* _WHAT TO DO_
Output every one of the lines below without any changes, and leave the pictures out of your answer.

Items drawn from a data source
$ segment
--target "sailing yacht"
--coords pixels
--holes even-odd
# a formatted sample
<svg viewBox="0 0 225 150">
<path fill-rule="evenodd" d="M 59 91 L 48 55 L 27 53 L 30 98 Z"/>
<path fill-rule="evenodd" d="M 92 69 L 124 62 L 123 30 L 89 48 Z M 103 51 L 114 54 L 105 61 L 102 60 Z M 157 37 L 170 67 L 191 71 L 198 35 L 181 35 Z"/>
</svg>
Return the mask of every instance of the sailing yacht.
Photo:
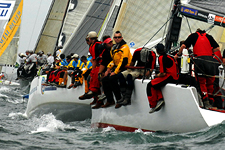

* _RESULT OF THE EXERCISE_
$ segment
--target "sailing yacht"
--coords pixels
--holes even-odd
# a formatted sample
<svg viewBox="0 0 225 150">
<path fill-rule="evenodd" d="M 59 91 L 48 55 L 27 53 L 30 98 Z"/>
<path fill-rule="evenodd" d="M 92 69 L 124 62 L 123 30 L 89 48 Z M 103 51 L 114 54 L 105 61 L 102 60 Z M 157 37 L 170 67 L 191 71 L 198 35 L 181 35 Z"/>
</svg>
Return the mask of every instance of the sailing yacht.
Photo:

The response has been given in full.